- **Extrait du document**:
■ ■ ■ ■ ■ ■ ■

En trois temps

Quand on s’est rencontrées, j’étais jeune embauchée par notre employeur commun, et toi, tu travaillais là depuis bien des années. Tu m’as appris une bonne partie de ce que je devais savoir pour bosser efficacement, et on s’est vite plu : j’aimais ta franchise (quand on avait un problème avec toi, pas de souci, on le savait), et ta générosité qui te poussait à aider chaque personne qui en avait besoin, peu importe sa manière de se comporter avec toi auparavant. On riait des mêmes choses.

La première fois que j’ai appris ta mort, c’était juste avant de donner un cours, en lisant le SMS d’une amie commune. Je crois qu’elle ne m’a pas appelée parce qu’elle ne pouvait pas compter sur sa voix. J’ai vacillé un peu, et demandé à mes collègues de me raconter une histoire drôle, vite, parce que je ne voulais pas sangloter devant mes élèves.

■ ■ ■ ■ ■ ■ ■

- **Données enregistrées**:
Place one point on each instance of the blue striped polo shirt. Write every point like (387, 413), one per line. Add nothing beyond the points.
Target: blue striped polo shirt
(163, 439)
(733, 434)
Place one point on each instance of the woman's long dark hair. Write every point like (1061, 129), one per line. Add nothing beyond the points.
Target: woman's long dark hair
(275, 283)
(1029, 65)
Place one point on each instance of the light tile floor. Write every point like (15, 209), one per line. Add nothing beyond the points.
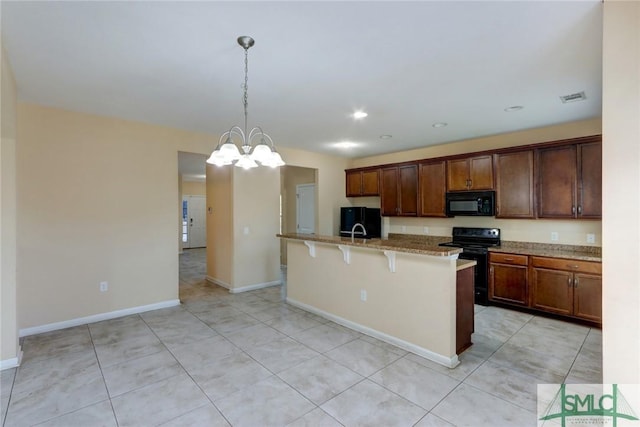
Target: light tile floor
(251, 360)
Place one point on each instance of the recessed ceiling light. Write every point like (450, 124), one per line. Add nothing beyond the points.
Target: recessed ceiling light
(513, 108)
(579, 96)
(345, 145)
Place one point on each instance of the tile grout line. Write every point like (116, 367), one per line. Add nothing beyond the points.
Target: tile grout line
(104, 380)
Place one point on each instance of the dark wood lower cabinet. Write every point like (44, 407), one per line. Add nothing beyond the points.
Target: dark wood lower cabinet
(560, 286)
(464, 308)
(552, 291)
(508, 279)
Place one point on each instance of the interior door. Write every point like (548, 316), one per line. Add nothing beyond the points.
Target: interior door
(306, 208)
(194, 222)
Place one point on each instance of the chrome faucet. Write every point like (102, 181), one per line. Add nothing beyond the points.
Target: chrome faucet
(353, 230)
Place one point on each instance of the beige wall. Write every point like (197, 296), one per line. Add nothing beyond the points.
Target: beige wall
(330, 185)
(194, 188)
(8, 216)
(569, 232)
(243, 250)
(256, 212)
(96, 201)
(291, 177)
(250, 256)
(187, 188)
(621, 193)
(524, 137)
(220, 244)
(415, 304)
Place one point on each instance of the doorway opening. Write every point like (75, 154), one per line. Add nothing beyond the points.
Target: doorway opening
(192, 228)
(299, 203)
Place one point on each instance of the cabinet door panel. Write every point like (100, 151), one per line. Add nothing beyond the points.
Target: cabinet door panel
(371, 183)
(432, 189)
(590, 180)
(354, 183)
(552, 291)
(587, 298)
(514, 185)
(557, 180)
(457, 174)
(508, 284)
(408, 190)
(481, 173)
(464, 308)
(389, 191)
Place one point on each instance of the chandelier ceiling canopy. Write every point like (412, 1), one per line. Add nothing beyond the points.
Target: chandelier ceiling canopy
(264, 152)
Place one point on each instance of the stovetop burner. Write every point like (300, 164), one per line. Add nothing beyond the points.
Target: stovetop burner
(470, 237)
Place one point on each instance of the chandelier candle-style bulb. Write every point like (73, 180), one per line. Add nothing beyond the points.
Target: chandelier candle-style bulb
(228, 152)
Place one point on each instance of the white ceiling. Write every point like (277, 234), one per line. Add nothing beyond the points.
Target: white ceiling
(408, 64)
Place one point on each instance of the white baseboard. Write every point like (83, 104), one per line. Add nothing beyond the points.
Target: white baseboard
(449, 362)
(255, 286)
(243, 288)
(217, 282)
(96, 318)
(13, 362)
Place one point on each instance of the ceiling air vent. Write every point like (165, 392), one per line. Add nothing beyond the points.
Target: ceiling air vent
(579, 96)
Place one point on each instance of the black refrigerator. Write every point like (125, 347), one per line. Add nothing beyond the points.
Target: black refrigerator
(369, 217)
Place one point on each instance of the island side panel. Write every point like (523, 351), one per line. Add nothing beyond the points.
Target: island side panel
(415, 304)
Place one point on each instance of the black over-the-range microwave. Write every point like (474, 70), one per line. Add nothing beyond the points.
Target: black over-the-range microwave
(471, 203)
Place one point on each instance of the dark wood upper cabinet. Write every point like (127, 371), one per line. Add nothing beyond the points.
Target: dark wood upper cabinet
(514, 185)
(590, 180)
(570, 181)
(472, 173)
(432, 187)
(362, 182)
(399, 190)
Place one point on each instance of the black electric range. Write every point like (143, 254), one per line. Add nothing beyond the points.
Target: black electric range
(475, 243)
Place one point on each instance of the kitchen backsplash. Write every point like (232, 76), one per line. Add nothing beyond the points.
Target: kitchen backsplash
(568, 232)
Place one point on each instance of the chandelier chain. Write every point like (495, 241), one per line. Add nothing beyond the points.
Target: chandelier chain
(246, 86)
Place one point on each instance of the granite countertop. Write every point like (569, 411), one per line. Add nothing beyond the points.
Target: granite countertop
(582, 253)
(399, 245)
(461, 264)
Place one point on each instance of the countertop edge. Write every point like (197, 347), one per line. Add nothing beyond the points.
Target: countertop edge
(376, 244)
(462, 264)
(549, 253)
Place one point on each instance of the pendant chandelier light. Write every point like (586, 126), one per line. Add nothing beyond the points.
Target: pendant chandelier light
(228, 153)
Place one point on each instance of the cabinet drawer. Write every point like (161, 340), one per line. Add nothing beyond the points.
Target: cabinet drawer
(567, 265)
(508, 258)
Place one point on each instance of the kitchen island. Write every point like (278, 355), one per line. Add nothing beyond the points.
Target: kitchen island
(400, 292)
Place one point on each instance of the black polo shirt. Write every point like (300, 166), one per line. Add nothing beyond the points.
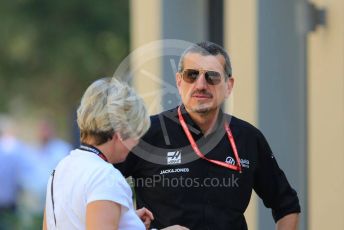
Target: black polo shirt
(181, 188)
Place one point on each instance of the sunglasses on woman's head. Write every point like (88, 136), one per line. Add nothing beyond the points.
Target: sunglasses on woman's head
(191, 75)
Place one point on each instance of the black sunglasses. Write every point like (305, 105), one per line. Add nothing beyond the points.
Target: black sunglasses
(191, 75)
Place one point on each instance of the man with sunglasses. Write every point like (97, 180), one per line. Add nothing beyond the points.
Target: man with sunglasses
(197, 166)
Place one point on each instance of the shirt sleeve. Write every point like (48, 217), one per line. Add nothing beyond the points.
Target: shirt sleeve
(108, 184)
(271, 184)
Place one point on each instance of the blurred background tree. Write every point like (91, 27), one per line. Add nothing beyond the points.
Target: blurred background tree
(52, 50)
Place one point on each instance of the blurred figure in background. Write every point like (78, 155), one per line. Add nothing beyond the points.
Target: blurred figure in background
(16, 167)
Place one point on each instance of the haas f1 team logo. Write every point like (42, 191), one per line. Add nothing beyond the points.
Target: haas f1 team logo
(174, 158)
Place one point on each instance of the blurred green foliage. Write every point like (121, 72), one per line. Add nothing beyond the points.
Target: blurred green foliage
(52, 50)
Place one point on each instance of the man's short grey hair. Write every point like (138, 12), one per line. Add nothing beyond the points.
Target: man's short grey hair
(109, 106)
(207, 48)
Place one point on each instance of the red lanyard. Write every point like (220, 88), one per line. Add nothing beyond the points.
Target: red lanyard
(236, 167)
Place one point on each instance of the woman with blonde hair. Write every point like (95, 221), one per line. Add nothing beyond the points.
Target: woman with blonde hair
(85, 191)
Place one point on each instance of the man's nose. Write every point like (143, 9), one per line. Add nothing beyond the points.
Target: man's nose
(201, 83)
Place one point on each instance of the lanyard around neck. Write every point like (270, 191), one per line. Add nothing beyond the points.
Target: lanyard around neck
(194, 146)
(92, 149)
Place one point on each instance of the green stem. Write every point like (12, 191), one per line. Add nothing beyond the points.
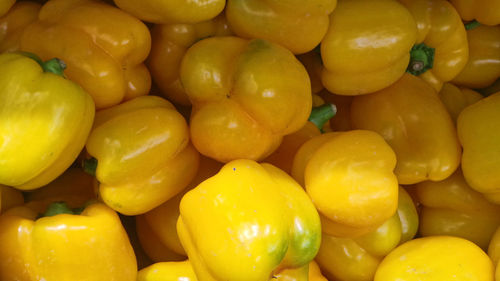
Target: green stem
(321, 114)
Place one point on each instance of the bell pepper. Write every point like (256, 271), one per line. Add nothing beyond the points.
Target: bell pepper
(478, 128)
(456, 99)
(103, 47)
(441, 50)
(246, 96)
(169, 44)
(63, 245)
(483, 67)
(297, 25)
(415, 123)
(367, 46)
(356, 259)
(436, 258)
(349, 177)
(14, 22)
(45, 120)
(141, 154)
(248, 222)
(176, 11)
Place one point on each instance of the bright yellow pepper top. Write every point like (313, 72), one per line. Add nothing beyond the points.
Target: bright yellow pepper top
(297, 25)
(45, 121)
(103, 47)
(367, 46)
(248, 222)
(246, 96)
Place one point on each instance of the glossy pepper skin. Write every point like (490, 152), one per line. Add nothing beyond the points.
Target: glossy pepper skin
(297, 25)
(45, 121)
(14, 22)
(169, 44)
(483, 66)
(451, 207)
(367, 46)
(172, 11)
(478, 128)
(438, 27)
(436, 258)
(143, 154)
(90, 246)
(415, 123)
(356, 259)
(248, 222)
(103, 47)
(354, 189)
(246, 96)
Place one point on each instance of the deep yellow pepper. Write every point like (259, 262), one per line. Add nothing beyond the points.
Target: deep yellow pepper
(45, 120)
(143, 156)
(246, 96)
(478, 128)
(441, 49)
(367, 46)
(297, 25)
(14, 22)
(103, 47)
(436, 258)
(248, 222)
(483, 66)
(90, 246)
(413, 120)
(349, 177)
(169, 44)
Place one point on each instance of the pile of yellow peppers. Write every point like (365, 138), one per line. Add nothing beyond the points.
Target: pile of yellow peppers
(249, 140)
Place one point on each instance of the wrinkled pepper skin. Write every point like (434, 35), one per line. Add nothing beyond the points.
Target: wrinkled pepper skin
(483, 66)
(45, 121)
(354, 189)
(367, 46)
(143, 154)
(440, 27)
(14, 22)
(347, 259)
(90, 246)
(246, 96)
(436, 258)
(169, 44)
(478, 128)
(297, 25)
(103, 47)
(415, 123)
(172, 11)
(248, 222)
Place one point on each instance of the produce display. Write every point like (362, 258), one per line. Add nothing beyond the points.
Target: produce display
(249, 140)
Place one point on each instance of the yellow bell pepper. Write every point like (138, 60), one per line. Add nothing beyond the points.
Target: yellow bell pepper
(478, 128)
(65, 246)
(248, 222)
(356, 259)
(103, 47)
(441, 49)
(14, 22)
(297, 25)
(359, 165)
(172, 11)
(141, 154)
(246, 96)
(483, 67)
(169, 44)
(413, 120)
(436, 258)
(367, 46)
(451, 207)
(45, 120)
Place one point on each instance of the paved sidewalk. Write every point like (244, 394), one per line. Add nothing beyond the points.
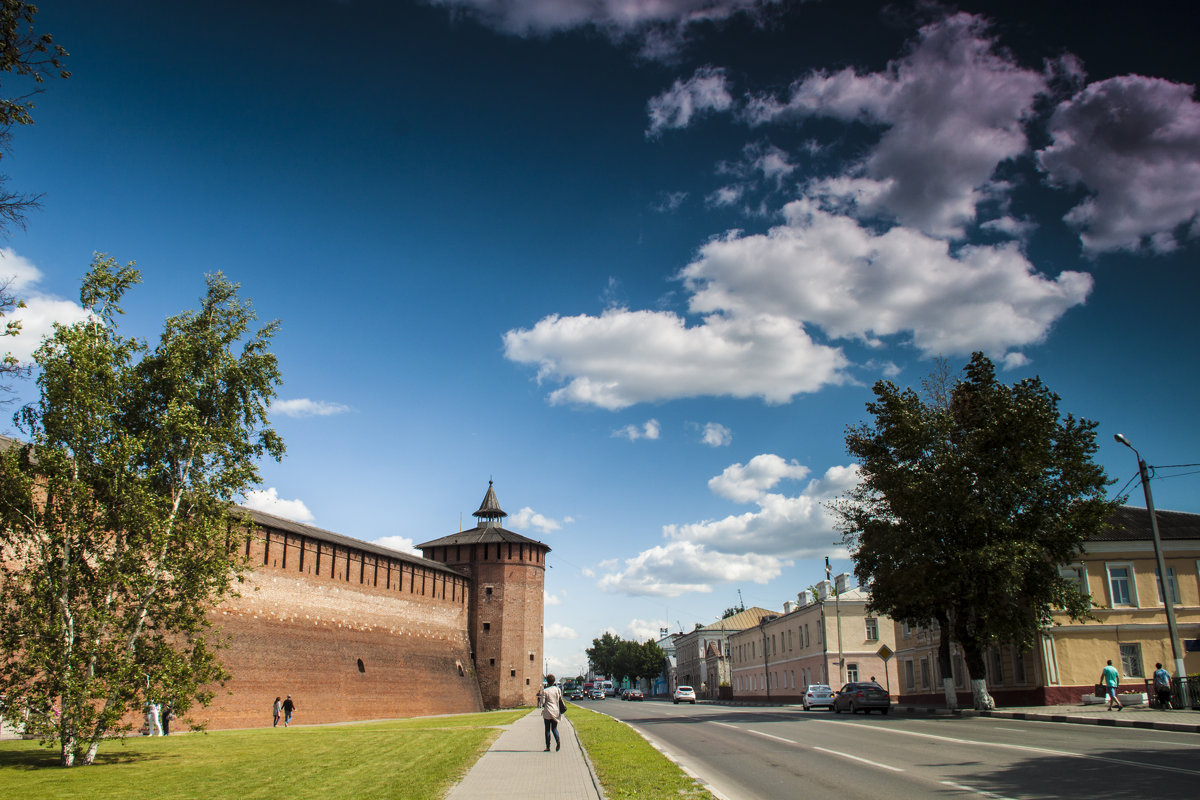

■ ■ ■ ■ ■ ■ ■

- **Votre tâche**: Pouvez-vous prolonger le récit sur la mort d'une amie et ancienne collègue, en reprenant juste après sa dernière phrase ? Les données n'ont aucun rôle dans cet exercice.

- **Réponse à l'exercice**:
On a travaillé dans le même bureau, avec bonheur ; non seulement on s’entendait très bien, mais on avait les mêmes préférences concernant le chauffage et l’aération, ce qui est plutôt critique quand on partage un espace. On mangeait ensemble de temps en temps, on se confiait beaucoup. Puis j’ai décidé de changer de métier, et je suis partie, officiellement pour me former pendant un an, officieusement sans aucune intention de revenir. On s’est promis de rester en contact, parce que depuis longtemps nous n’étions plus simplement des collègues, nous étions des amies. On a continué de se voir, de manger ensemble, de s’envoyer des nouvelles.

La deuxième fois que j’ai appris ta mort, c’était par mail, par une deuxième amie commune qui avait envoyé les détails pratiques à tous ceux et toutes celles qui te connaissaient bien. Mon homme n’était pas rentré, les enfants étaient là, j’ai pris note très vite puis j’ai éteint mon ordi.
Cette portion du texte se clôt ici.